• [DIRECTIVE 1]:
In the news report on the Indonesia boat sinking, why did rescue official Adi Purnomo fear the victims had sunk with the ship? Answer in one to three sentences.
• [DIRECTIVE 2]:
According to the news report on the Indonesia boat sinking, how many people were rescued after the accident?
• [DIRECTIVE 3]:
Echo the stretch of the news report on the Indonesia boat sinking from "The boat appeared" through "Antara news agency.".

Iran Materials 18 December 2011 13:44 (UTC +04:00)
More than 200 people were missing and feared drowned after a boat carrying Australia-bound migrants sank off Indonesia's Java island, rescue officials said Sunday, dpa reported.
Iranians, Afghans among 200 missing in Indonesia boat sinking

More than 200 people were missing and feared drowned after a boat carrying Australia-bound migrants sank off Indonesia's Java island, rescue officials said Sunday, dpa reported.

At least 33 people were rescued after the accident 40 miles off the coast of Prigi in East Java province on Saturday, search officer Iwan Rosadi said in the provincial capital Surabaya.

Marine police and local rescue personnel were searching the water while helicopters conducted an aerial surveillance, but rough seas were hampering the efforts, officials said.

About 250 people, including undocumented migrants from Iran, Afghanistan and Iraq were believed to have been on board, local rescue official Edwin Purnama said.

"Survivors said the boat had engine trouble and leaked after it was hit by strong waves," Purnama said by telephone.

Search coordinator Kelik Purwanto said hopes of finding more survivors were small.

"There's a slight chance that some of them may have stranded on small islands," he said.

The navy was deploying two warships, a small plane and 300 personnel to help the search and rescue operation, the Vivanews.com website said.

The boat appeared to have been equipped with few life buoys, said Adi Purnomo, another rescue official in Surabaya.

"We fear that the victims sank with the ship, because no bodies or additional survivors have been found almost a day after the accident," he said.

The boat was designed to carry 100 people, but survivors said more than twice that were on board, according to the state-run Antara news agency.

• [Collected data]:
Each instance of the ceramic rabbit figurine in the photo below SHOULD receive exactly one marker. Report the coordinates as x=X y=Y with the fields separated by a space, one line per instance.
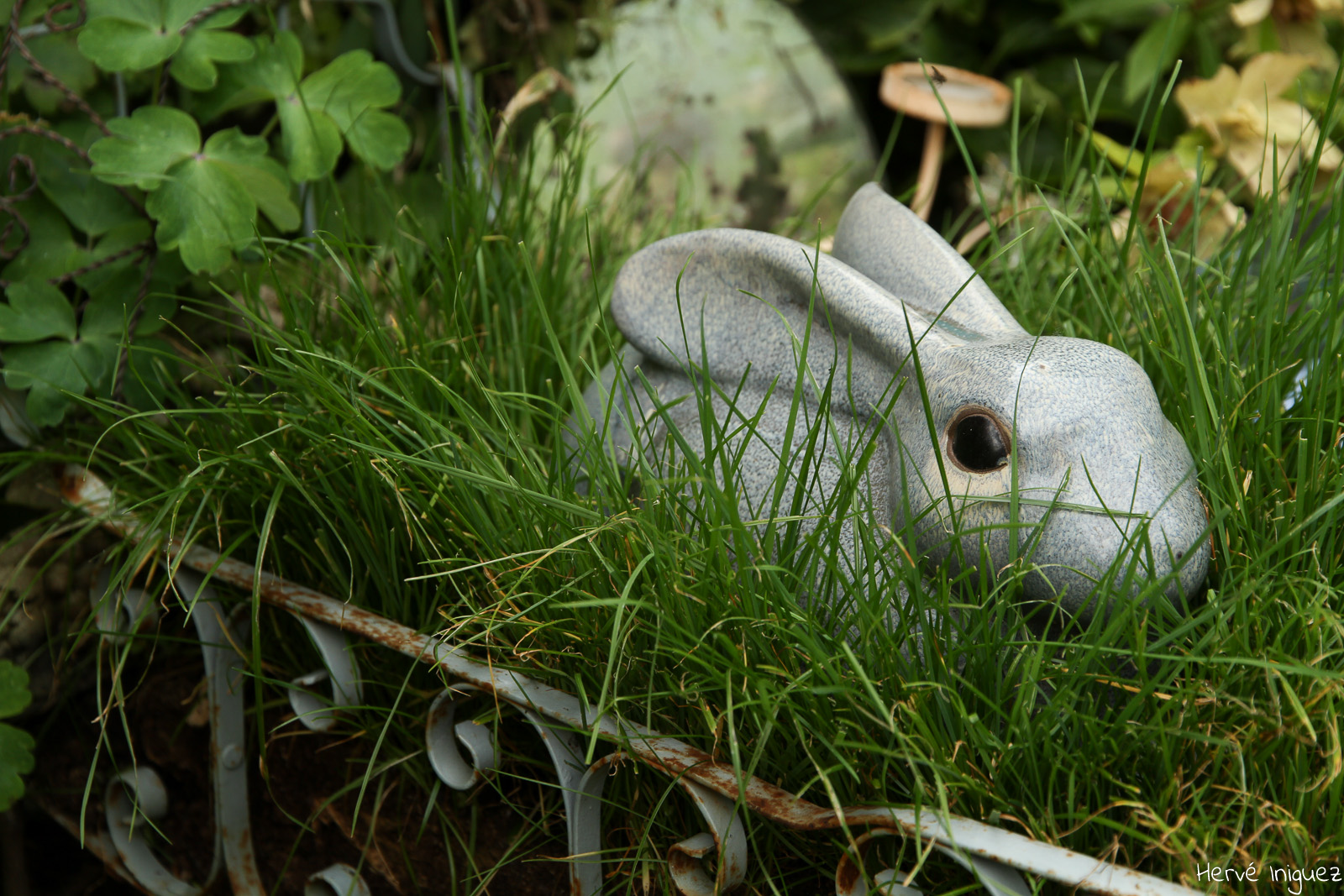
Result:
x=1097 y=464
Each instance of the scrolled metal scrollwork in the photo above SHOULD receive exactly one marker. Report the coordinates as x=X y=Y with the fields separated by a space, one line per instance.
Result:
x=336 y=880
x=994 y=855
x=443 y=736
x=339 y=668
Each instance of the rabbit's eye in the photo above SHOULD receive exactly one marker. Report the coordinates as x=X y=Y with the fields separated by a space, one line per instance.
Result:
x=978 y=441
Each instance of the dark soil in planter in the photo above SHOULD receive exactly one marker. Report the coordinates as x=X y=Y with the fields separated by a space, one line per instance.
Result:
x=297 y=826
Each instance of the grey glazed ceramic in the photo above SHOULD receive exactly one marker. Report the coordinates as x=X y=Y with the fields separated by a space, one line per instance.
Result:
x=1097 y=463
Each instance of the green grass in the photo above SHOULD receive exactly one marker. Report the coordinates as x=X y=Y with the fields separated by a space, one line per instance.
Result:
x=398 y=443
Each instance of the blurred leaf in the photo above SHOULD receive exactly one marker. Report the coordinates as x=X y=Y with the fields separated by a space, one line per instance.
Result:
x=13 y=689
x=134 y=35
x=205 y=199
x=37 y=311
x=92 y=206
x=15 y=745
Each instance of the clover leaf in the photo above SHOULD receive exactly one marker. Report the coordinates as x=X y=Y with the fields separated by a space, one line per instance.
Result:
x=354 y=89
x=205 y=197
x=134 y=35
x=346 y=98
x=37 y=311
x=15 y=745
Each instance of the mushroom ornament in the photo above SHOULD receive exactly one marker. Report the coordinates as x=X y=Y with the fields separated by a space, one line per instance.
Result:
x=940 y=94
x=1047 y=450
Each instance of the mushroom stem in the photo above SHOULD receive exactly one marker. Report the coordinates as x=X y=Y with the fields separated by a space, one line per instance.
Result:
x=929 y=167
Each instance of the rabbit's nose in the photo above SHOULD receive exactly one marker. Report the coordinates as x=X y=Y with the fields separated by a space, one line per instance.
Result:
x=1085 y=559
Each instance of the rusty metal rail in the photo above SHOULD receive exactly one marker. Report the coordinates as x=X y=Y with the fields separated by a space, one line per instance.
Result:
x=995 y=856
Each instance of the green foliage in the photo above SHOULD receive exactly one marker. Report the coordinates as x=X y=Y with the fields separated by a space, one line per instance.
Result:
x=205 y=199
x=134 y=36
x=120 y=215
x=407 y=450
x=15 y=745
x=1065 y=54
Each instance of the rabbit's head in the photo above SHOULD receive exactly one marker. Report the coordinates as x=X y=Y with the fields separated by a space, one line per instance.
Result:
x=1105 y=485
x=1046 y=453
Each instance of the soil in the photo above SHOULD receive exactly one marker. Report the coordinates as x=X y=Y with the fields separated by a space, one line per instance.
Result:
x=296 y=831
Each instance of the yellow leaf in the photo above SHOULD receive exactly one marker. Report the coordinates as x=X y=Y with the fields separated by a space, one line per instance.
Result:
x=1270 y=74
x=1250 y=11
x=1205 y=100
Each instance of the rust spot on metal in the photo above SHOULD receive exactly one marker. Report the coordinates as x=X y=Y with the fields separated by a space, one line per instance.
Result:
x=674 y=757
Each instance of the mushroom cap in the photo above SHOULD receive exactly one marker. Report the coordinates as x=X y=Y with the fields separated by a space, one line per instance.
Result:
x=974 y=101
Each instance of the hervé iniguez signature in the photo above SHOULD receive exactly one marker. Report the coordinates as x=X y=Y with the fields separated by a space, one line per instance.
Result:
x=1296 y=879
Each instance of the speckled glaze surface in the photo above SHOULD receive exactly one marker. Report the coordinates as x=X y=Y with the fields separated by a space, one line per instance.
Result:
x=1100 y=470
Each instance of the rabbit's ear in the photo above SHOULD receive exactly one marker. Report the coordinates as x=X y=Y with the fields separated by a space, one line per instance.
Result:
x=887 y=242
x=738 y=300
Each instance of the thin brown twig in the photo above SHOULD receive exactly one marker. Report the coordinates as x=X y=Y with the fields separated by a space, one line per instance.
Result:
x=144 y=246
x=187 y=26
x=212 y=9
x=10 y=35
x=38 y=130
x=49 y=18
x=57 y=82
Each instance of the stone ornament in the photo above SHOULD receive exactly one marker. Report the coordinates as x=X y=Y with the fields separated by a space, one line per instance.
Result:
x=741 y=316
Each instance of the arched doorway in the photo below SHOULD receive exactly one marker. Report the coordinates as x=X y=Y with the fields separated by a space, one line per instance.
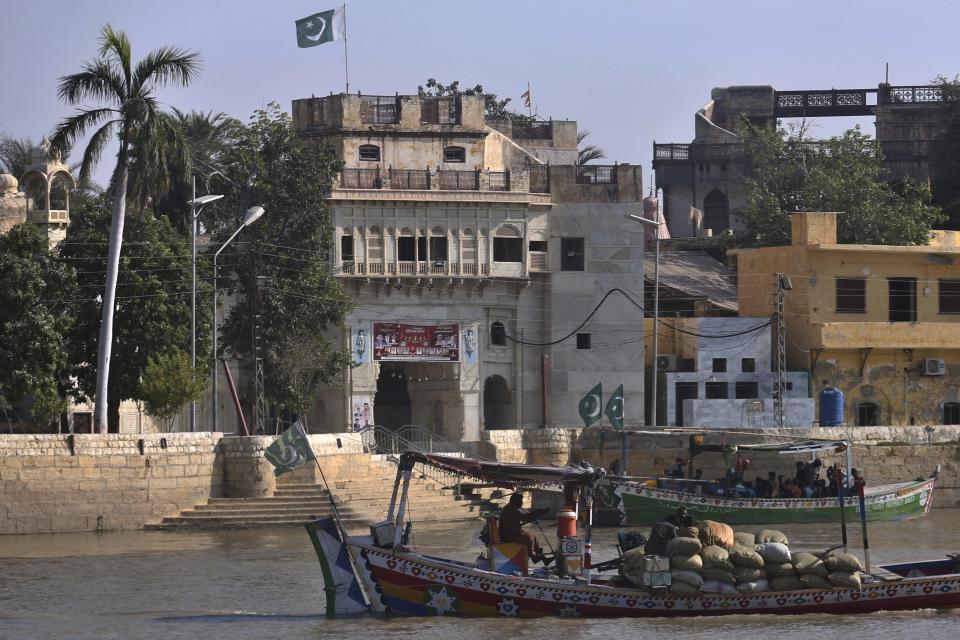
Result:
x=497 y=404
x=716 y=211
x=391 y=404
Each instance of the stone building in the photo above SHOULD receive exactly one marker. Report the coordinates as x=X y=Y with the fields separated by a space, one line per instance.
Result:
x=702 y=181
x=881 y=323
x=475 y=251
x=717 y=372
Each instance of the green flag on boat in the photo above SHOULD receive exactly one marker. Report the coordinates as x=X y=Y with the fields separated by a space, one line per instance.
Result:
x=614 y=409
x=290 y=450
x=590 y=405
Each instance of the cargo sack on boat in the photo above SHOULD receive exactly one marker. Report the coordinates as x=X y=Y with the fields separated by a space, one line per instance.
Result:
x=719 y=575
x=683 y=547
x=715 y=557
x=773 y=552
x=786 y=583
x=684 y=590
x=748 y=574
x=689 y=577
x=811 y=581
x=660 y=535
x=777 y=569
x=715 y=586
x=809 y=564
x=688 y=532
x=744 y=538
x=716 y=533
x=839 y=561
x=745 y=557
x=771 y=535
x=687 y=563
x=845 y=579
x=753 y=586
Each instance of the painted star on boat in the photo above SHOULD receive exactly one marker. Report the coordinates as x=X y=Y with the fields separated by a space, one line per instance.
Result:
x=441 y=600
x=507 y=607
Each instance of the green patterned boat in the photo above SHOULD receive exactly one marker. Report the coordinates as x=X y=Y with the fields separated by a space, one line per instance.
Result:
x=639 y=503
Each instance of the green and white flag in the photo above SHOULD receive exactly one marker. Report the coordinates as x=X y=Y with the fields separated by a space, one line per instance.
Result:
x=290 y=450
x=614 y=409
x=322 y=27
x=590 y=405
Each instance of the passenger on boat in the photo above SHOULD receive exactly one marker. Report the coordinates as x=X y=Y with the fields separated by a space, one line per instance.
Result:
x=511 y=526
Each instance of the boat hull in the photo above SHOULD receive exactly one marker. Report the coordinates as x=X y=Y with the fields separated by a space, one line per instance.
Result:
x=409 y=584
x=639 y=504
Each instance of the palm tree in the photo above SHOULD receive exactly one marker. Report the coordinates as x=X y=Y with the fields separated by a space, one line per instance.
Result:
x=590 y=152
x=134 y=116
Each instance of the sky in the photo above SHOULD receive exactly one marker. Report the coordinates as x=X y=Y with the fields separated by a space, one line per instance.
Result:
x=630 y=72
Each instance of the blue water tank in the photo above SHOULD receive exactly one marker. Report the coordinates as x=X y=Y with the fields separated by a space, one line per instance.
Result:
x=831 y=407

--

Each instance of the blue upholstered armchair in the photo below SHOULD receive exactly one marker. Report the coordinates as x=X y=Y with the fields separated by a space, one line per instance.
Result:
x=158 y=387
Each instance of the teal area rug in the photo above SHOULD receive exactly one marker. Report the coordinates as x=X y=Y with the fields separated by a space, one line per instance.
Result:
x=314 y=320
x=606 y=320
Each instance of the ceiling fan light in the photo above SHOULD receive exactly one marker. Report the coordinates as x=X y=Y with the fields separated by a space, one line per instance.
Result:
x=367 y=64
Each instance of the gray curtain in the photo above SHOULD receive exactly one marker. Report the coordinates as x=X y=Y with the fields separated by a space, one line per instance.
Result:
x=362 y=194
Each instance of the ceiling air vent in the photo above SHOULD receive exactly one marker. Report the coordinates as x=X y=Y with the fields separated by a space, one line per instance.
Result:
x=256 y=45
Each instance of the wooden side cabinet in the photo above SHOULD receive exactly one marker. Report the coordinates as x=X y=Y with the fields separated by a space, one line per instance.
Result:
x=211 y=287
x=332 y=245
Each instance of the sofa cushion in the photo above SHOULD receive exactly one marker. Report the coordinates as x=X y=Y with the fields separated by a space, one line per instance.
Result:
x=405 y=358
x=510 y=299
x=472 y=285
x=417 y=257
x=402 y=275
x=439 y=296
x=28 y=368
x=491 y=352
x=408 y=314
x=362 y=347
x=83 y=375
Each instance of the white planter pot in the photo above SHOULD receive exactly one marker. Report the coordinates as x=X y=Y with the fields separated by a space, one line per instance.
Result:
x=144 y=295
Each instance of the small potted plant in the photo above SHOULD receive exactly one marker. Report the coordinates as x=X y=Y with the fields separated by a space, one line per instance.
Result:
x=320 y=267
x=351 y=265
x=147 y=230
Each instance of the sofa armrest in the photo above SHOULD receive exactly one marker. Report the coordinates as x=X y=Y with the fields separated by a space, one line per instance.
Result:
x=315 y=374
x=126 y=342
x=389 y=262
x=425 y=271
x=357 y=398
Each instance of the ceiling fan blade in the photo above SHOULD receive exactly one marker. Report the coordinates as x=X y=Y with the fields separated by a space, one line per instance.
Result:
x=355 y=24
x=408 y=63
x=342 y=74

• [RESULT 1]:
He feared this because no bodies or additional survivors had been found almost a day after the accident.

• [RESULT 2]:
At least 33 people were rescued.

• [RESULT 3]:
The boat appeared to have been equipped with few life buoys, said Adi Purnomo, another rescue official in Surabaya.

"We fear that the victims sank with the ship, because no bodies or additional survivors have been found almost a day after the accident," he said.

The boat was designed to carry 100 people, but survivors said more than twice that were on board, according to the state-run Antara news agency.